MATERIAL PROVIDED —
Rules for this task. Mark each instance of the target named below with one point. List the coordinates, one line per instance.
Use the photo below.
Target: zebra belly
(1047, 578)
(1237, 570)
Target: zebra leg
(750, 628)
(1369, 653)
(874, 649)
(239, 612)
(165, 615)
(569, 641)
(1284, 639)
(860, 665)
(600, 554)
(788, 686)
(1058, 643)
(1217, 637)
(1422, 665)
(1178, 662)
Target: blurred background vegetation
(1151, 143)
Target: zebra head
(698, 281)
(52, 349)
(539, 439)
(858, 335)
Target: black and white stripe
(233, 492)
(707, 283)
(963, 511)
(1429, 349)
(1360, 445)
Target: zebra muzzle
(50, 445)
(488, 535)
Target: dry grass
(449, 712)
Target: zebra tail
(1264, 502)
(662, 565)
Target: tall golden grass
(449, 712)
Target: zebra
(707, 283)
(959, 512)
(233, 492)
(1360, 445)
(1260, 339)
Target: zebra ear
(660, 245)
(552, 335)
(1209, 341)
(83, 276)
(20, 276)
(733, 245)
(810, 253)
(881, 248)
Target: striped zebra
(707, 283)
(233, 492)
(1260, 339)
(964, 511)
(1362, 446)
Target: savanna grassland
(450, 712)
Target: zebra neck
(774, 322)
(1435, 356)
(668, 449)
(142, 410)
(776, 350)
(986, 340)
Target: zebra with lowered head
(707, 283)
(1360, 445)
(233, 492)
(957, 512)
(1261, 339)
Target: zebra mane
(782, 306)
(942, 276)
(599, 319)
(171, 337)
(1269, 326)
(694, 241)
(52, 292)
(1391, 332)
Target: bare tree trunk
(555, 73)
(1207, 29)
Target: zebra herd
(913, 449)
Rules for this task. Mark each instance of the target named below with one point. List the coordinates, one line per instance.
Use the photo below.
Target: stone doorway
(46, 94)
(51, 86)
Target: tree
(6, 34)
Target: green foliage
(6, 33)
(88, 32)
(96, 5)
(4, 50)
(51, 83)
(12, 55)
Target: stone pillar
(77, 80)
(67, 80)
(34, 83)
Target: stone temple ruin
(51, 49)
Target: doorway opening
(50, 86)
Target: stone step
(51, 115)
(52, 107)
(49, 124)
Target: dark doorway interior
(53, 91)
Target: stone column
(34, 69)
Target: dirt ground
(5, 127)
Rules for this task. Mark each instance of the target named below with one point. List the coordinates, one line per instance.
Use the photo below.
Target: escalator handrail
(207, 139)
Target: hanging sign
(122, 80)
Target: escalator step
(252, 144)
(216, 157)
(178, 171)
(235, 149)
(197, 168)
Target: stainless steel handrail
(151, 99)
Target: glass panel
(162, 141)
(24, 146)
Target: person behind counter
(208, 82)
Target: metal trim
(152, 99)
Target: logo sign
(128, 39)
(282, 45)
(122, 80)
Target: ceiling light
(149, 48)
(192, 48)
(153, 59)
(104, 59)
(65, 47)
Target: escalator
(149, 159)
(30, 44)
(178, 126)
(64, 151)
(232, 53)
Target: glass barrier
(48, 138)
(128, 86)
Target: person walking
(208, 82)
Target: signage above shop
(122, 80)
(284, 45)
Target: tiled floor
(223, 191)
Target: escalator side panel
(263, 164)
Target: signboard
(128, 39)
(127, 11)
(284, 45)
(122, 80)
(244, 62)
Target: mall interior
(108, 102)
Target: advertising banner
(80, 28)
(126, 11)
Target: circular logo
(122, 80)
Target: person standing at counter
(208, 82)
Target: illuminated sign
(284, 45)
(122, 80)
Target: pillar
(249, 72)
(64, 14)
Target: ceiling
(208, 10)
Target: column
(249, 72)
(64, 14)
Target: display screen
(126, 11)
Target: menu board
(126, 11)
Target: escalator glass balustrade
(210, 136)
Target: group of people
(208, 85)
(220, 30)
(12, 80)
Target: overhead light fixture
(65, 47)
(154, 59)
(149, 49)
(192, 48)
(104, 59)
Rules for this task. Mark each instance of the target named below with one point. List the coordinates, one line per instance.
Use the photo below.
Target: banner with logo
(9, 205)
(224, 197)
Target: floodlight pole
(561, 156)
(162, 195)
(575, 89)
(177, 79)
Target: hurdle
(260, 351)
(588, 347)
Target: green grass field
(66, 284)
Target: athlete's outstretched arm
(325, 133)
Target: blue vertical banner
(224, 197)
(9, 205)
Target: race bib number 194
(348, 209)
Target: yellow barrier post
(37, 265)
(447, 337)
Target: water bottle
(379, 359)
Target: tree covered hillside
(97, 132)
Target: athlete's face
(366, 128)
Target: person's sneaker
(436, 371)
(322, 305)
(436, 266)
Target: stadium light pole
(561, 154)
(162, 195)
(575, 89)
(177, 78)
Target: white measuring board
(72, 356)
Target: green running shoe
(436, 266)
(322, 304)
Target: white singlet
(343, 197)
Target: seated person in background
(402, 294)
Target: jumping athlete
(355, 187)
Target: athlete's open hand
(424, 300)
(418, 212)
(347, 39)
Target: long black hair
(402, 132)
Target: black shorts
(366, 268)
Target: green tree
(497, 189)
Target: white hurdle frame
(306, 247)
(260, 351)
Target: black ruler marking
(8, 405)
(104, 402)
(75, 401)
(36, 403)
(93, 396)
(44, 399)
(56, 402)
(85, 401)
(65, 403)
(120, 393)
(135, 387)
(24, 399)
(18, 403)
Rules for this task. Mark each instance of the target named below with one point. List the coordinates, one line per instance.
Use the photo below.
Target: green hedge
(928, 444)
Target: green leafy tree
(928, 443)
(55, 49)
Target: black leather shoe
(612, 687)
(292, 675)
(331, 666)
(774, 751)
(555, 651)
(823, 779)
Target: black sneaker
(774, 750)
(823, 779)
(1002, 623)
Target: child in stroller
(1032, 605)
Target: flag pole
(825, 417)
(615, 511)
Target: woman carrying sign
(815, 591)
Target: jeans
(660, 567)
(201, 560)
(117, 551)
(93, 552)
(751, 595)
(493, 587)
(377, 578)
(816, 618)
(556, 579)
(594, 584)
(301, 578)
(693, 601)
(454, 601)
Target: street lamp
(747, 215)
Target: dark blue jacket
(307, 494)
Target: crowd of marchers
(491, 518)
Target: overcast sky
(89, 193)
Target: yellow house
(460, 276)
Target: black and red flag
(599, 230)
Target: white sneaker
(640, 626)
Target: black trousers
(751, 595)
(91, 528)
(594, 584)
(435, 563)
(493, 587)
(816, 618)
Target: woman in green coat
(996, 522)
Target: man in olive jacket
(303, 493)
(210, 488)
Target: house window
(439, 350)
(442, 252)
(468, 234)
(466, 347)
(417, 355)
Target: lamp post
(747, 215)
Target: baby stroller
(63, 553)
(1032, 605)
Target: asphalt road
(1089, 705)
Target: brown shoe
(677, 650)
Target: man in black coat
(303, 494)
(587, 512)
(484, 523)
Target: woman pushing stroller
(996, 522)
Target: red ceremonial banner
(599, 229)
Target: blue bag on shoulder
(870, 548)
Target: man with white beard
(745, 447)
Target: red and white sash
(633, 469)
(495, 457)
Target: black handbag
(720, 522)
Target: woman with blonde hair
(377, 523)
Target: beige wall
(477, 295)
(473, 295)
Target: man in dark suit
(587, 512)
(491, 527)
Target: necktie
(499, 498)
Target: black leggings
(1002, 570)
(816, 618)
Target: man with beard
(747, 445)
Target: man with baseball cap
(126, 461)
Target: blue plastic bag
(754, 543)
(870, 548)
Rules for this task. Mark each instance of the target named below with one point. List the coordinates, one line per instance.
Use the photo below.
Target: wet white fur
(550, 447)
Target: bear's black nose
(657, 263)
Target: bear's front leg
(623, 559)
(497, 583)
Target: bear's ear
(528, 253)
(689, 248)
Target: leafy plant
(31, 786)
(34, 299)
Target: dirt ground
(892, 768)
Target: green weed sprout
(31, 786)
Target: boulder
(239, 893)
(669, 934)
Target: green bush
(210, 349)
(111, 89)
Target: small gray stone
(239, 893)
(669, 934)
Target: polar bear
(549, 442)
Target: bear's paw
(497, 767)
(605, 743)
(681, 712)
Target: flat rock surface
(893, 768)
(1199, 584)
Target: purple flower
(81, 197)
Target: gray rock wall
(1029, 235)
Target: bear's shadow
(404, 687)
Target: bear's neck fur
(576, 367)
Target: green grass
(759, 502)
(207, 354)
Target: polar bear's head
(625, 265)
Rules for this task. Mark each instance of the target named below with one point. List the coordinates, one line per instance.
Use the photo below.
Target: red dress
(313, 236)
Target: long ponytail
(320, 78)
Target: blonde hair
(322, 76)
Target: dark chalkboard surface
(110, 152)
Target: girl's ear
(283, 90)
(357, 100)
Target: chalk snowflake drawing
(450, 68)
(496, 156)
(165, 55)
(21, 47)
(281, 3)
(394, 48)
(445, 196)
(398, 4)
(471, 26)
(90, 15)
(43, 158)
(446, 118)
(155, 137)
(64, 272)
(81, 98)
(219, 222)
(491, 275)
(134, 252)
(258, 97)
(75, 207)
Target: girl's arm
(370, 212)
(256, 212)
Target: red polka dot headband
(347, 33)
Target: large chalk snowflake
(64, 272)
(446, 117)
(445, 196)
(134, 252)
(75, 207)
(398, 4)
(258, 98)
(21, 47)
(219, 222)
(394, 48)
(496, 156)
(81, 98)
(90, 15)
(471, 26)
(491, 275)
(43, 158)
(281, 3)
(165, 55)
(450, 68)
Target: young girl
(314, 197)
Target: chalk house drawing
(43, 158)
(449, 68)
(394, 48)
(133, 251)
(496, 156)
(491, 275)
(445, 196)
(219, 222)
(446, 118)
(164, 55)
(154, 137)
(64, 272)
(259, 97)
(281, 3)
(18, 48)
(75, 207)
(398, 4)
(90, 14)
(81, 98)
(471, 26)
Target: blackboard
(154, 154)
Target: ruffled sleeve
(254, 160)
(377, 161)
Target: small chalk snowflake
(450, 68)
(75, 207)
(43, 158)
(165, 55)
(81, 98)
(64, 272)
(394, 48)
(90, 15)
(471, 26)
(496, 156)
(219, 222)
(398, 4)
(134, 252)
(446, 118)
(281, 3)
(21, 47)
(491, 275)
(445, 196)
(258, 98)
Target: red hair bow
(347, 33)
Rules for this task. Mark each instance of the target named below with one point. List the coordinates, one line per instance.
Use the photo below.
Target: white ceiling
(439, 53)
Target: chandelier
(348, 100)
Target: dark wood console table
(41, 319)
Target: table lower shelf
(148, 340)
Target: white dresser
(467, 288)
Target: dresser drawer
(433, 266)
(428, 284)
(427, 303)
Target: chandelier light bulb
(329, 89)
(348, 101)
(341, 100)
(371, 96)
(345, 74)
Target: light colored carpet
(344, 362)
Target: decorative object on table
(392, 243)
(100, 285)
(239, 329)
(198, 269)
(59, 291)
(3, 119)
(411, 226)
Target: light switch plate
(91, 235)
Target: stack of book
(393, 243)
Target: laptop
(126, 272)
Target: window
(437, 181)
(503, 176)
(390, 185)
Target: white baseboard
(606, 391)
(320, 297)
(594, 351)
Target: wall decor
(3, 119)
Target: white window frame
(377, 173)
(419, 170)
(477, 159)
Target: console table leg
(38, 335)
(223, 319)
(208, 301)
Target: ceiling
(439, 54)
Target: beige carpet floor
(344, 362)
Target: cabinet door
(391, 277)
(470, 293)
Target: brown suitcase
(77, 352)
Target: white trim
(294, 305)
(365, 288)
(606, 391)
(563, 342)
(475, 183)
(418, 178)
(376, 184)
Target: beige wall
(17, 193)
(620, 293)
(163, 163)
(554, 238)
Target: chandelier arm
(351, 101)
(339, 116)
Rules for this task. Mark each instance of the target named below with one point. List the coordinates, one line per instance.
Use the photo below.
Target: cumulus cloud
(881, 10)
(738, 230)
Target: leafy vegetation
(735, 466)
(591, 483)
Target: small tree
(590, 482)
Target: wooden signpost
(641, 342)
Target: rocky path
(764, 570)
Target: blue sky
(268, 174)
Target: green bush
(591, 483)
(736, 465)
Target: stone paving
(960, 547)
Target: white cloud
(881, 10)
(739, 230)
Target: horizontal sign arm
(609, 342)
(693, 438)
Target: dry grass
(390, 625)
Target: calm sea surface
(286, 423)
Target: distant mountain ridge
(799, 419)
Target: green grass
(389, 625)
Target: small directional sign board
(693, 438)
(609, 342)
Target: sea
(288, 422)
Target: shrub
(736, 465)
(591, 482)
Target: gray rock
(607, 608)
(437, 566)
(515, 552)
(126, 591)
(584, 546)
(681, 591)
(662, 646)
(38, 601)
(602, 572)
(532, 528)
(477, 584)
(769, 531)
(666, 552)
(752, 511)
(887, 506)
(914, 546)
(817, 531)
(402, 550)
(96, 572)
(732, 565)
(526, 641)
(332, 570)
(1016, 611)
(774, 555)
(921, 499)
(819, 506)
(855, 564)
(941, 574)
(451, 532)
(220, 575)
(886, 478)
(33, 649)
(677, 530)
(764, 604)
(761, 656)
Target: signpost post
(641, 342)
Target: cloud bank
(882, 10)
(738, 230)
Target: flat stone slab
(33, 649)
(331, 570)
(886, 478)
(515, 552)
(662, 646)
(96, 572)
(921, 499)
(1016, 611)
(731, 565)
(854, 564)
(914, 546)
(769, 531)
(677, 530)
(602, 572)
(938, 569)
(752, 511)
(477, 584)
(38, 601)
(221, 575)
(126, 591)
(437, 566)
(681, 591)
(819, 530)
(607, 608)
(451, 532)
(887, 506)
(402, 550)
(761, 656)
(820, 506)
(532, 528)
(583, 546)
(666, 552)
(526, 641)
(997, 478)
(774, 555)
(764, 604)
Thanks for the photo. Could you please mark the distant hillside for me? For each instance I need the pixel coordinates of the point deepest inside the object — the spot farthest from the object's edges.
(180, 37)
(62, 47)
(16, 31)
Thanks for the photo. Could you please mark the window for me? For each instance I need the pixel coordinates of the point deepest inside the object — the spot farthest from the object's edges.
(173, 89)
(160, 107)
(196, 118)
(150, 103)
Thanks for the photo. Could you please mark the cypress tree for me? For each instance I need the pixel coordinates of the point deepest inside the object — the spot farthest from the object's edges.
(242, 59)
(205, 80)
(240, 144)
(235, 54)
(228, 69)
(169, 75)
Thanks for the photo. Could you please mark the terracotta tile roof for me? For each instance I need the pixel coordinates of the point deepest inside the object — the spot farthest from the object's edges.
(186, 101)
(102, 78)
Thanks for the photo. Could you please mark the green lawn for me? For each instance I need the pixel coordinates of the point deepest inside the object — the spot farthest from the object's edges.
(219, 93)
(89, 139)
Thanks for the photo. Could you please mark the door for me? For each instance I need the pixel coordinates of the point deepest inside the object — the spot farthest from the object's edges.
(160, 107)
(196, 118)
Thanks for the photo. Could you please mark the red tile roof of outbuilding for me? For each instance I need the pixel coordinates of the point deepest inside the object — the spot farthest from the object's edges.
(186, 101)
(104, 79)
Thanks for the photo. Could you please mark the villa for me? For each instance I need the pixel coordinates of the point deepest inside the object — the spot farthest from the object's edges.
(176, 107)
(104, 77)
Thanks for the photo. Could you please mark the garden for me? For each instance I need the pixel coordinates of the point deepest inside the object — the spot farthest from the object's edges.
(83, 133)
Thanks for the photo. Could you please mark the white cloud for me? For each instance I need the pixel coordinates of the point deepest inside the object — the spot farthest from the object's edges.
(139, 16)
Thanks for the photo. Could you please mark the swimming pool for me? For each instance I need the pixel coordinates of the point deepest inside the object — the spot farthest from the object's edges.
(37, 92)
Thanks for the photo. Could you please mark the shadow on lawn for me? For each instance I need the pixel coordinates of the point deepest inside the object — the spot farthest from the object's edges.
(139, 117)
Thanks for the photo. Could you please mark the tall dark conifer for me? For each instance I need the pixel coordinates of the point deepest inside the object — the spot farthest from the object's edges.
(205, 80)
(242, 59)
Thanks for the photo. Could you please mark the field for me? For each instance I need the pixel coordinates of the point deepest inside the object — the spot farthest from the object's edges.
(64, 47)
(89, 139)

WHAT THE EXERCISE ASKS — Return the line that contains "Thanks for the photo. Could you please mark the villa" along with every line after it through the end of the entries, exactly, adding nothing.

ANSWER BELOW —
Thanks for the photo. Could you please mark the villa for me? For each instance I need the pixel coordinates of the point deepest inside the object — the spot farthest from the object's edges.
(176, 107)
(104, 77)
Thanks for the photo. Could you please mark the garden for me? For each instance I need the pixel coordinates of the point deepest inside the object — the spot farthest from the object's edges.
(83, 133)
Thanks for the photo. Could you please mark the white cloud for me? For each instance I need the pixel coordinates of the point deepest inside the object — the spot farthest from the object's edges.
(139, 16)
Thanks for the photo. Could you please mark the swimming pool for me? For each instance I need the pixel coordinates of the point deepest inside the object — the spot farthest from the object's edges.
(37, 92)
Thanks for the photo. Could you please mark the shadow on lawn for me? For each instance I need the pixel coordinates of the point deepest inside the object — the spot farthest from the object's edges.
(139, 117)
Thanks for the photo. Could you please mark the tall dark conifer for me? For each instance I need the pixel coordinates of the point deepest inside the object — the spot farthest from the object's edges.
(205, 80)
(242, 59)
Thanks for the photo. Could you please mark the field for me? For each instance I need the pixel coordinates of the point deepest inside the object — the spot farthest from the object's edges.
(64, 47)
(89, 139)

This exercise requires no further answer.